Exercise instructions:
Retype all of the entries exactly as they appear.

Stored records
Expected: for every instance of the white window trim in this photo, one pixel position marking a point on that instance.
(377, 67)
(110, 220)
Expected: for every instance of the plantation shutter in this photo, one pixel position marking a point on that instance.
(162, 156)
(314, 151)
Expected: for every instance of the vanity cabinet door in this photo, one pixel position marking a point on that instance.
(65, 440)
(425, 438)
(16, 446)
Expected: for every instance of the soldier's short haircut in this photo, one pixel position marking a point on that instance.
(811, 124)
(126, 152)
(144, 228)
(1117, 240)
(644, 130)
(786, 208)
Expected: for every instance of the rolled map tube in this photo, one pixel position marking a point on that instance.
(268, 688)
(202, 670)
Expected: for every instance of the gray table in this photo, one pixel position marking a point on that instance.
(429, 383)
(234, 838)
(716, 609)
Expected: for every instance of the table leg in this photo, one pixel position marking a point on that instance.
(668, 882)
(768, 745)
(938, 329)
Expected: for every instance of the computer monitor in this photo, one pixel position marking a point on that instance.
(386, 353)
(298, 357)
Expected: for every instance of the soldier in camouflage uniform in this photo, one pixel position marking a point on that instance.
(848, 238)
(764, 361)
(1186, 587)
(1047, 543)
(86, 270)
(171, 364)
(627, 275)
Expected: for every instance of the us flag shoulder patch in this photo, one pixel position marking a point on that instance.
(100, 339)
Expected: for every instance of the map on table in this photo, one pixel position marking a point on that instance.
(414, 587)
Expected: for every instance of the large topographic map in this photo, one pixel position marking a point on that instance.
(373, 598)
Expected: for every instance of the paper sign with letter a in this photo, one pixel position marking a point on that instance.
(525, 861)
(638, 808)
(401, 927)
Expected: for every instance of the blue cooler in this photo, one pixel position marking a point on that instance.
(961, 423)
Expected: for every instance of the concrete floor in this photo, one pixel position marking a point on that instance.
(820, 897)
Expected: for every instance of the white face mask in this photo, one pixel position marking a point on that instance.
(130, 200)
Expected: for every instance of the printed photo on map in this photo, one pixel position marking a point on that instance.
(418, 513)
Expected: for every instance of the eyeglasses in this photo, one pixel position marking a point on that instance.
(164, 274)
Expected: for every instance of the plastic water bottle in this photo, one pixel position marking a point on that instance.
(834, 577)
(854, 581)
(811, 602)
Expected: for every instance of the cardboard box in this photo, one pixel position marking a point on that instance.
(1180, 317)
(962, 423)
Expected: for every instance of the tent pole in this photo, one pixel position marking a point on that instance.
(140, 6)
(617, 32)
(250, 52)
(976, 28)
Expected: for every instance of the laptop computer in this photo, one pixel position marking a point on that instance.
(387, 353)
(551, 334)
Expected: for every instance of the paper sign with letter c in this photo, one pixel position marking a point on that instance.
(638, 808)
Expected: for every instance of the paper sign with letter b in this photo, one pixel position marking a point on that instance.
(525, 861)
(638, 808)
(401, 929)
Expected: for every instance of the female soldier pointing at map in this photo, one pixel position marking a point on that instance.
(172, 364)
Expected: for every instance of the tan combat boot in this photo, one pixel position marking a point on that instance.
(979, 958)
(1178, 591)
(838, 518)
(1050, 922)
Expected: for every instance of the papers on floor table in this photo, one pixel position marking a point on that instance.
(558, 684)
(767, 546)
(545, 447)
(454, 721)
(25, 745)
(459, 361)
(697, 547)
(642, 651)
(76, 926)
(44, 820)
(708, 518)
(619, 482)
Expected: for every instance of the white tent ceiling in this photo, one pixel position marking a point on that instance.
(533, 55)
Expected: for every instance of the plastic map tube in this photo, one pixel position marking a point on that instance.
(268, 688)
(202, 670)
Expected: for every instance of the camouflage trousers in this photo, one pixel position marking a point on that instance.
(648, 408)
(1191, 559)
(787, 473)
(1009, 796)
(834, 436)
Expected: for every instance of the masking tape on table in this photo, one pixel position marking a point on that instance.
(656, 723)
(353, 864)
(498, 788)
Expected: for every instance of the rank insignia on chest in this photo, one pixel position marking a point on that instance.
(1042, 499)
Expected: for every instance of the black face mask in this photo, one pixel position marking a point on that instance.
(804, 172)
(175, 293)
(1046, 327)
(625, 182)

Written solution:
Expected: for every instance of the white window trim in this photo, one pixel position marking a point on that instance.
(377, 67)
(110, 220)
Expected: for every instance of the plantation shutter in this photo, one pixel position marking a point on that instance.
(162, 156)
(314, 151)
Expected: for every instance of the vanity cabinet door in this photo, one pixel position marking a point on that instance.
(65, 440)
(425, 438)
(16, 446)
Expected: for every instance of the soldier's short haircut in this photo, one pixel position marking a point on that instance.
(811, 124)
(126, 152)
(144, 228)
(1117, 240)
(644, 130)
(786, 208)
Expected: for every instance of the rolled map tube in this photo, one pixel position marking a point on that instance.
(268, 688)
(202, 670)
Expected: for every instance of the gray table in this photo, one pixel position marking a point on that instance.
(429, 383)
(234, 838)
(716, 609)
Expected: for every instance of the table leg in this photo, one pixel position marking a point on that instance.
(668, 882)
(768, 745)
(938, 329)
Expected: for every instance of the computer monitor in this photo, one pixel position marking a point on that instance.
(386, 353)
(298, 357)
Expected: for every instance of the soldier in camouflage uniform in this photo, one pixel position marking a point on that instance.
(848, 238)
(764, 361)
(1186, 587)
(1047, 543)
(86, 270)
(171, 364)
(627, 275)
Expected: for every instance of the us flag shoulder patch in this photo, one pixel position marking a point on that instance.
(100, 339)
Expected: for every instance of the map on table in this photo, one pixel position marking a point on that instance.
(414, 587)
Expected: for every instance of the large topographic map in this photo, one pixel position marking a point on that instance.
(373, 598)
Expected: for every instance of the paper sign with letter a in this photo, one pixel position marking a point on that instance.
(525, 861)
(638, 808)
(401, 927)
Expected: for every instance of the blue cooler in this photo, one pixel position marking a point on that instance.
(961, 423)
Expected: for every instance of the concrete floor in this photo, one pixel position marking a point on that instance.
(820, 897)
Expected: for every instance of the white face mask in this photo, one pixel position marking a point on that instance.
(130, 200)
Expected: for every instance of the printed photo on map in this photo, one pixel position marking a point on that instance.
(418, 513)
Expected: for every instance of the eyeglasses in this photo, one pixel position marking a point on that instance.
(164, 274)
Expected: for every instance of the plastic water bottle in this photo, one pixel position marking a point on that instance.
(834, 577)
(854, 581)
(811, 602)
Expected: for every instance of the cardboard box in this photo, one pixel position marking a point on that instance.
(1180, 317)
(962, 423)
Expected: for every instance of the tent pole in this photo, one pixel position marking a point on that instance.
(140, 6)
(617, 32)
(250, 52)
(976, 28)
Expected: for every instance of the laptop computer in this photo, one pixel position marking a point on that instance.
(387, 353)
(551, 334)
Expected: for every instance of the paper sign with letter c in this photo, one pixel position marking a point on that instance.
(638, 808)
Expected: for every instance of the paper sign with letter b in this photo, one pixel position marking a point on that instance.
(525, 861)
(638, 808)
(401, 929)
Expected: for every instance of the female soldier pointing at map in this photo, one pixel position marking a point on that instance.
(172, 364)
Expected: for every instance of the tan combat boot in this photo, one pixel position marking a point on that instance.
(979, 958)
(1178, 591)
(838, 518)
(1050, 922)
Expected: for every instance of the papers on floor table in this photo, one pixel position marking a point on that instance.
(558, 684)
(767, 546)
(545, 447)
(454, 721)
(25, 745)
(459, 361)
(697, 547)
(642, 651)
(76, 926)
(44, 820)
(708, 518)
(619, 482)
Expected: for every instance of the white tent ceiling in this photo, one pixel position marking a point on that instance.
(533, 55)
Expected: for every instance of the plastic map tube in this photo, one pixel position marking a point on that instance.
(268, 688)
(202, 670)
Expected: for every instance of the camouflage trousers in this photo, one pixel position marking a point on that instance.
(648, 408)
(1191, 559)
(787, 473)
(1009, 796)
(834, 436)
Expected: for every instance of the masking tape on table in this photo, one pixel position marking a point on that instance.
(656, 723)
(353, 864)
(498, 788)
Expected: for every instance of the rank insignia on chest in this photo, one pixel position marking a point on that instance.
(1042, 499)
Expected: for every instance of the black face mask in this photo, one pixel position marking a point on that instance.
(804, 172)
(175, 293)
(1046, 327)
(625, 182)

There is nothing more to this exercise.